======== INFORMATION PROVIDED
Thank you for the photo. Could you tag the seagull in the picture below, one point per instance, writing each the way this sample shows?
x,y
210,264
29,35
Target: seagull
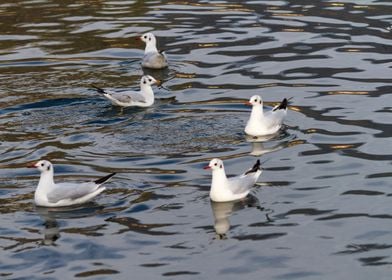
x,y
260,123
153,58
225,189
50,194
143,98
================
*TASK PROMPT*
Render every line of the items above as a JSON list of strings, one string per line, skipping blank lines and leaving the pictures out.

*SOLUTION TO THIS TASK*
[
  "Thank you for the photo. Could you tag the seagull in the picture below, one point per instance, writing each the way this sample shows?",
  "x,y",
  "210,264",
  "29,35",
  "Target: seagull",
  "x,y",
  "260,123",
  "153,58",
  "225,189",
  "50,194",
  "143,98"
]